Do not copy the pictures; transcribe all other material exactly.

::: Dataset records

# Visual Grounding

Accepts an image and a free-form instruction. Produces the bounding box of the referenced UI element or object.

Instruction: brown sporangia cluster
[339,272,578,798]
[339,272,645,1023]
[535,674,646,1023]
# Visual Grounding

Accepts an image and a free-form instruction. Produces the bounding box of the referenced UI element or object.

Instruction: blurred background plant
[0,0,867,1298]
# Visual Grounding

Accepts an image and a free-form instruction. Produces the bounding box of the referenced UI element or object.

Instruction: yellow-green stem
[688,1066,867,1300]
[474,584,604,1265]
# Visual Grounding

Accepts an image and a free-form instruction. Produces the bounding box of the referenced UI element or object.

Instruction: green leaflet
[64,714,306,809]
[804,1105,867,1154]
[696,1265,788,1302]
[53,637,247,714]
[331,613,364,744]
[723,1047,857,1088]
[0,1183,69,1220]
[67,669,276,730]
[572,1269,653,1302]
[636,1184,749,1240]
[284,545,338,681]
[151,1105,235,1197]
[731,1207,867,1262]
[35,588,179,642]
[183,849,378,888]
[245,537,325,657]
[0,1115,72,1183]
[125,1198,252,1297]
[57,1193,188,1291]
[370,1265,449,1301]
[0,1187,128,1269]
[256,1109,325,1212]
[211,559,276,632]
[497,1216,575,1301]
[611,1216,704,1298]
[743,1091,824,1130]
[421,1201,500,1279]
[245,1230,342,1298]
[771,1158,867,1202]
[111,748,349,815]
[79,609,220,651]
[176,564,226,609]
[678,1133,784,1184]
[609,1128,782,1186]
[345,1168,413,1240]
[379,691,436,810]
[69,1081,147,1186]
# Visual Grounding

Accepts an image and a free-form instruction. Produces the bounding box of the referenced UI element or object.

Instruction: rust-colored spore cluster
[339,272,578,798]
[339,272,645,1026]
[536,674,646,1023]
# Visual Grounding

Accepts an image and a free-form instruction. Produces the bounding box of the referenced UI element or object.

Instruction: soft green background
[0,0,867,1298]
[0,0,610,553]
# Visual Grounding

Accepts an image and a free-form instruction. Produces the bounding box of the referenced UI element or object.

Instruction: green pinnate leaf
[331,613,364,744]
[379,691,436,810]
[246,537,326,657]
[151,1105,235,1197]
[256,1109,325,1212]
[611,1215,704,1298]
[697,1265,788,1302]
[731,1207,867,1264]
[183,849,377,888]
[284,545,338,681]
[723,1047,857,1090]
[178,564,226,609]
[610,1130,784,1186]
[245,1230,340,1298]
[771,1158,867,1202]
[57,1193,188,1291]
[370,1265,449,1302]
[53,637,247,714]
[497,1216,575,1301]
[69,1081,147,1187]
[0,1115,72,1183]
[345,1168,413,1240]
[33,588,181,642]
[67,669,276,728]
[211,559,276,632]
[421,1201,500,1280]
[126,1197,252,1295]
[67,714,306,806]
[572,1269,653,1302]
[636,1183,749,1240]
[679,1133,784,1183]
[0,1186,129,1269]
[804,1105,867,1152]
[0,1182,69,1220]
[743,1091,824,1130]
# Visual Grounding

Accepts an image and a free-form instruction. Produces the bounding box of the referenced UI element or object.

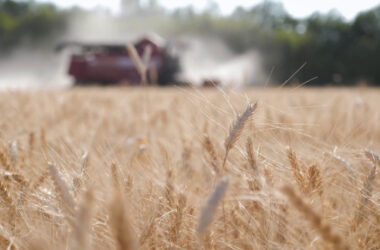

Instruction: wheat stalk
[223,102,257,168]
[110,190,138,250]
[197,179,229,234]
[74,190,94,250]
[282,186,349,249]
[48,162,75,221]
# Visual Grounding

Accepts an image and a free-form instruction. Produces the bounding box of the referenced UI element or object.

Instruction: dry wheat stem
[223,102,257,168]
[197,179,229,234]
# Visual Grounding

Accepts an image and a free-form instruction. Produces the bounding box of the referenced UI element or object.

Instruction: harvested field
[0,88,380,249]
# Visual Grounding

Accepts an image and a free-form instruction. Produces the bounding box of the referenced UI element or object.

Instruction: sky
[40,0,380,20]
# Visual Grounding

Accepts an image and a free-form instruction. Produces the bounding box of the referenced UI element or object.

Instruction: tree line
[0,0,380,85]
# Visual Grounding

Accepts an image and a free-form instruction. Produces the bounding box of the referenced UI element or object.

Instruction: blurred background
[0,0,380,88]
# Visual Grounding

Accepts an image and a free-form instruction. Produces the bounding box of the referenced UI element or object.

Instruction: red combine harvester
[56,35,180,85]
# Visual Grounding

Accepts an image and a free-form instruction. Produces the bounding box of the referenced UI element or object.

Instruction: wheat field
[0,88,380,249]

::::::

Correct output.
# Visual Grounding

Accepts an image and a free-form instruction. Produces the bounding box of the referenced UI element or object.

Instruction: brown sporangia cluster
[339,272,578,798]
[339,272,645,1023]
[535,674,646,1023]
# Visual Grounding

Accepts an image and a free-form instruction. Produces the bounding box of the referenced UI element or object.

Instruction: blurred background plant
[0,0,867,1298]
# Visual Grounding

Accepts an image and a free-form instruction. Produces the bounding box of the referenced UI element or object.

Instruction: yellow-green stem
[688,1066,867,1300]
[474,584,604,1265]
# Visual Grounding

Accepts an image and a free-form instruction. Produces the bounding box of the referenced UI element or object.

Instruction: green leaflet
[64,714,306,809]
[804,1105,867,1154]
[696,1265,788,1302]
[53,637,247,714]
[331,613,364,744]
[723,1047,857,1088]
[0,1183,69,1220]
[67,669,276,730]
[572,1269,653,1302]
[636,1184,749,1240]
[284,545,338,681]
[151,1105,235,1197]
[731,1207,867,1262]
[35,588,179,642]
[183,849,378,888]
[245,537,325,657]
[0,1115,72,1183]
[125,1198,252,1297]
[57,1193,188,1291]
[370,1265,449,1301]
[0,1187,128,1269]
[256,1109,325,1212]
[211,559,276,632]
[497,1216,575,1301]
[611,1216,704,1298]
[743,1091,824,1130]
[421,1201,500,1279]
[245,1230,342,1298]
[771,1158,867,1202]
[111,748,349,815]
[79,609,220,651]
[176,564,226,609]
[678,1133,784,1184]
[609,1128,782,1186]
[345,1168,413,1240]
[379,691,436,810]
[69,1081,147,1186]
# Visual Grounding

Accepts an image and a free-form instruction. Produces the bounding box of the referenced UI element or object.

Instruction: rust-colored spore cluster
[339,272,578,798]
[339,272,645,1026]
[536,674,646,1023]
# Visual Grounding

Accepts an image and a free-form instruction. Produces the bounding box of the referenced UI element or object.

Instruction: soft green background
[0,0,867,1298]
[0,0,610,553]
# Visual Grounding

Accepts an image and a free-form instruction. Produces the bounding box of the referenced UI element or object.

Instruction: green pinnate leaf
[331,613,364,744]
[379,691,436,810]
[246,537,326,657]
[151,1105,235,1197]
[256,1109,325,1212]
[611,1215,704,1298]
[697,1265,788,1302]
[731,1207,867,1264]
[183,849,377,888]
[284,545,338,681]
[723,1047,857,1090]
[178,564,226,609]
[610,1130,784,1186]
[245,1230,340,1298]
[771,1158,867,1202]
[57,1193,188,1291]
[370,1265,449,1302]
[53,637,247,714]
[497,1216,575,1301]
[69,1081,147,1187]
[0,1115,72,1183]
[345,1168,413,1240]
[33,588,181,642]
[67,669,276,728]
[211,559,276,632]
[421,1201,500,1280]
[126,1197,252,1295]
[67,714,306,806]
[572,1269,653,1302]
[636,1183,749,1240]
[679,1133,784,1183]
[0,1186,129,1269]
[804,1105,867,1152]
[0,1182,69,1220]
[743,1091,824,1130]
# Visual Grounding

Accepts an image and a free-form instruction. Produces the bounding box of the referenced UI element or object.


Instruction: wheat stalk
[223,102,257,168]
[110,190,138,250]
[197,179,229,234]
[74,190,94,250]
[282,186,349,249]
[48,162,75,221]
# Visual Grounding

Accepts an image and a free-form instruction. Produces the bounding box of the referenced UI element or object.

Instruction: dry wheat stem
[223,102,257,168]
[197,179,229,234]
# Visual Grounding

Accepts an image and a free-form instruction. Produces the bounding box of the referenced UI element or object.

Instruction: harvested field
[0,88,380,249]
# Visual Grounding

Accepts an image and a free-form instruction. Produces the bounding box of the referenced UI element or object.

Instruction: sky
[40,0,380,20]
# Visual Grounding

Accepts an image and a free-form instruction. Produces the bounding box of the referenced UI element or object.

Instruction: tree line
[0,0,380,85]
# Visual Grounding

Accepts an image and a free-form instruction. Produces the bounding box of the referenced UI element or object.

Instruction: blurred background
[0,0,380,88]
# Visual Grounding

Accepts an image and a free-form instruction. Produces the bounding box of the referenced UI element or object.

Instruction: red combine harvester
[56,35,180,85]
# Visual Grounding

Accepts an image and a free-form instruction. Produces the bounding box of the referenced UI element or object.

Instruction: wheat field
[0,88,380,249]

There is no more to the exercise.